* BLOC DE TEXTE

22 octobre 2010 at 12:42.

A compléter par cette adresse-là où sont jetées les bases d’une collecte sérieuse et efficace :
http://www.bizimugi.eu/grevesolidaire/

François Says:

25 octobre 2010 at 20:29.

Oui, l’arrogance actuelles des élites est sidérante. Hélas, ces élites sont largement épaulées par une grosse couche de la population vaguement désignée sous le terme de « classe moyenne », qui sait qu’elle n’est qu’à un cheveu de retomber en-dessous de la moyenne et qui est prête à cracher sur n’importe qui (étrangers, handicapés, etc.) pour conserver sa très modeste aisance.

Paul Says:

25 octobre 2010 at 20:45.

* CONSIGNE A
Dans le fil de commentaires, d'après François, par qui les élites sont-elles largement épaulées ?
* CONSIGNE B
Reprenez le fil de commentaires à l'endroit où il s'arrête.
Les lignes fournies n'ont aucun lien avec le fil de commentaires.

* DONNÉES FOURNIES
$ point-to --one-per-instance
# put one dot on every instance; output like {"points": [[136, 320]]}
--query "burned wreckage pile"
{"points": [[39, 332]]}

* RÉSULTAT FINAL A
Par une grosse couche de la population vaguement désignée sous le terme de « classe moyenne ».

* RÉSULTAT FINAL B
@ François – Je te lis, là, à l’instant, après avoir rédigé une première ébauche de ma prochaine chronique. Je crois que tu donnes le petit coup de pouce qui manquait à ma mauvaise humeur. J’hésitais à la publier telle quelle… je crois que je ne vais guère la retoucher. Je verrai… la nuit porte conseil ! Merci en tout cas pour ton attention !

Floréal Says:

31 octobre 2010 at 20:04.

Quand je lis le post d’un « François », ça me rend immédiatement agressive. Merdalors, ces cons de la miteuse classe moyenne reçoivent mal la « pédagogie » d’un tas de sociologues. Au fait, ça gagne combien un sociologue de l’EHESS ou du CNRS?